WHAT THE TASK REQUIRES
Recast the records below as a Markdown table with the columns Row and Line, where Row numbers each line in order and Line gives that line, leaving out any blank lines.

PROVIDED RECORDS

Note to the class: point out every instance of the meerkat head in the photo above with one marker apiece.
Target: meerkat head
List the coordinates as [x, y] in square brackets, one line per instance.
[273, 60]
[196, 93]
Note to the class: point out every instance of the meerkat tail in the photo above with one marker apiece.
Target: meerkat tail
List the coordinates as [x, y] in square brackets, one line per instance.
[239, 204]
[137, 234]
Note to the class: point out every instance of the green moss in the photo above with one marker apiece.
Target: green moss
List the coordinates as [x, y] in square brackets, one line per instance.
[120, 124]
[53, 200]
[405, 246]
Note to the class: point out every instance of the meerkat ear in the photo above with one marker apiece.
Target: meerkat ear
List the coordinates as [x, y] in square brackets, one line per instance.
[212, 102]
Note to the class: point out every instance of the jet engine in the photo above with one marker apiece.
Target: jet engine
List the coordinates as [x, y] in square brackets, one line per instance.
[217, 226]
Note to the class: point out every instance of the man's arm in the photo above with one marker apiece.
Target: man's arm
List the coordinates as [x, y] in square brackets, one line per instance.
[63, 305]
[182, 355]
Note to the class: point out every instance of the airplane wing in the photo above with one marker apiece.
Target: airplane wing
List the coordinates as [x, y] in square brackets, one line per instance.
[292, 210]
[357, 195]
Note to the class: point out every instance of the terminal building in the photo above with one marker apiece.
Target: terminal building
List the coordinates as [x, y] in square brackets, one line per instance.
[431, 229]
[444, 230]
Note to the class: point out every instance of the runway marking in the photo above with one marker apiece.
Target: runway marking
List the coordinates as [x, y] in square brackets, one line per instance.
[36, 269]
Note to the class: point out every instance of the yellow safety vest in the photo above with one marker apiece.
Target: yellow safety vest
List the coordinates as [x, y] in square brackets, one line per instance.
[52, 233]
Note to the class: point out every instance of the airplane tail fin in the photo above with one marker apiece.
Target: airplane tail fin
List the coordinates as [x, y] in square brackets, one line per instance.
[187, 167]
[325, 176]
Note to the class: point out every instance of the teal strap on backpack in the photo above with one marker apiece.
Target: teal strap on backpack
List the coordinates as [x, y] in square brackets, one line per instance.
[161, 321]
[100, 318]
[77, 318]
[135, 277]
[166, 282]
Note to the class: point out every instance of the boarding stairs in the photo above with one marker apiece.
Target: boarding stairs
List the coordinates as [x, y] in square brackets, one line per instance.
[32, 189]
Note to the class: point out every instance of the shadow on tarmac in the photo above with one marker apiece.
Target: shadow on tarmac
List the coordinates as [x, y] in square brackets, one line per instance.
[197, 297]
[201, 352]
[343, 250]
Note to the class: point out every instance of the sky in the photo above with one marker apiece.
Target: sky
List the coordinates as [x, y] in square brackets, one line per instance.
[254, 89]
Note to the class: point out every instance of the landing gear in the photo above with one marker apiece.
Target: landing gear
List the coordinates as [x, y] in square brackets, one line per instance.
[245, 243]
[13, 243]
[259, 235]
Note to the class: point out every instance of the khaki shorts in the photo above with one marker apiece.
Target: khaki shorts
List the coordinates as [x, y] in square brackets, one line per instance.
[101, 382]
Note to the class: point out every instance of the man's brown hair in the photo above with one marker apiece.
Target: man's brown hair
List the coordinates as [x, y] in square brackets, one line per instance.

EXERCISE OUTPUT
| Row | Line |
|---|---|
| 1 | Note to the class: point out every instance of the meerkat head in the photo above with one marker apiece. |
| 2 | Target: meerkat head |
| 3 | List the coordinates as [x, y] in square brackets, one line per instance. |
| 4 | [273, 60] |
| 5 | [196, 93] |
| 6 | Note to the class: point out every instance of the meerkat tail in the photo above with one marker apiece. |
| 7 | Target: meerkat tail |
| 8 | List the coordinates as [x, y] in square brackets, one line per instance. |
| 9 | [239, 204] |
| 10 | [137, 234] |
| 11 | Note to the class: point out every instance of the green moss in the photo above with one marker apiece. |
| 12 | Target: green moss |
| 13 | List the coordinates as [x, y] in square brackets, one line per instance. |
| 14 | [120, 124] |
| 15 | [53, 200] |
| 16 | [405, 246] |
| 17 | Note to the class: point out every instance of the meerkat ear in the photo above with one marker apiece. |
| 18 | Target: meerkat ear |
| 19 | List the coordinates as [x, y] in square brackets, one line per instance. |
| 20 | [212, 102] |
| 21 | Note to the class: point out every instance of the jet engine in the photo above with one marker apiece. |
| 22 | Target: jet engine |
| 23 | List the coordinates as [x, y] in square brackets, one line per instance. |
| 24 | [217, 226] |
| 25 | Note to the class: point out every instance of the man's arm in the photo above with one marker apiece. |
| 26 | Target: man's arm |
| 27 | List the coordinates as [x, y] in square brackets, one line per instance. |
| 28 | [63, 305] |
| 29 | [182, 355] |
| 30 | Note to the class: point out every instance of the airplane wing in the photo above with one marker apiece. |
| 31 | Target: airplane wing |
| 32 | List the coordinates as [x, y] in square brackets, one line per instance. |
| 33 | [292, 210] |
| 34 | [357, 195] |
| 35 | Note to the class: point out every instance of the terminal building in the photo above with one marker apiece. |
| 36 | Target: terminal building |
| 37 | List the coordinates as [x, y] in square brackets, one line per instance. |
| 38 | [431, 229] |
| 39 | [444, 230] |
| 40 | Note to the class: point out every instance of the runway marking in the photo above with one marker apiece. |
| 41 | Target: runway marking |
| 42 | List the coordinates as [x, y] in square brackets, one line per instance. |
| 43 | [36, 269] |
| 44 | Note to the class: point out every instance of the yellow safety vest in the photo above with one marker apiece. |
| 45 | Target: yellow safety vest |
| 46 | List the coordinates as [x, y] in square brackets, one line per instance. |
| 47 | [52, 233] |
| 48 | Note to the class: point out every instance of the airplane tail fin in the photo above with one marker apiece. |
| 49 | Target: airplane tail fin |
| 50 | List the coordinates as [x, y] in square brackets, one line per instance. |
| 51 | [187, 167] |
| 52 | [325, 176] |
| 53 | Note to the class: point out every instance of the teal strap on backpack in the photo above with one marker apiece. |
| 54 | Target: teal strap on backpack |
| 55 | List the coordinates as [x, y] in square brackets, one line per instance. |
| 56 | [161, 321] |
| 57 | [100, 318] |
| 58 | [77, 318] |
| 59 | [135, 277] |
| 60 | [166, 282] |
| 61 | Note to the class: point out every instance of the boarding stairs in the photo above with one marker apiece. |
| 62 | Target: boarding stairs |
| 63 | List the coordinates as [x, y] in square brackets, one line per instance. |
| 64 | [32, 189] |
| 65 | Note to the class: point out every instance of the shadow on tarmac in the photo above with one marker apiece. |
| 66 | Target: shadow on tarmac |
| 67 | List the coordinates as [x, y] in square brackets, one line per instance. |
| 68 | [197, 297] |
| 69 | [201, 352] |
| 70 | [343, 250] |
| 71 | Note to the class: point out every instance of the sky in the photo above with one marker apiece. |
| 72 | Target: sky |
| 73 | List the coordinates as [x, y] in square brackets, one line per instance. |
| 74 | [254, 89] |
| 75 | Note to the class: point out every instance of the landing gear in the photo above with one marker apiece. |
| 76 | Target: landing gear |
| 77 | List the coordinates as [x, y] in square brackets, one line per instance. |
| 78 | [245, 243] |
| 79 | [13, 243] |
| 80 | [259, 235] |
| 81 | Note to the class: point out every instance of the khaki shorts in the photo above with one marker apiece. |
| 82 | Target: khaki shorts |
| 83 | List the coordinates as [x, y] in square brackets, one line per instance. |
| 84 | [101, 382] |
| 85 | Note to the class: point out every instance of the man's brown hair in the photo above with one marker apiece. |
| 86 | Target: man's brown hair |
| 87 | List the coordinates as [x, y] in square brackets, one line per instance. |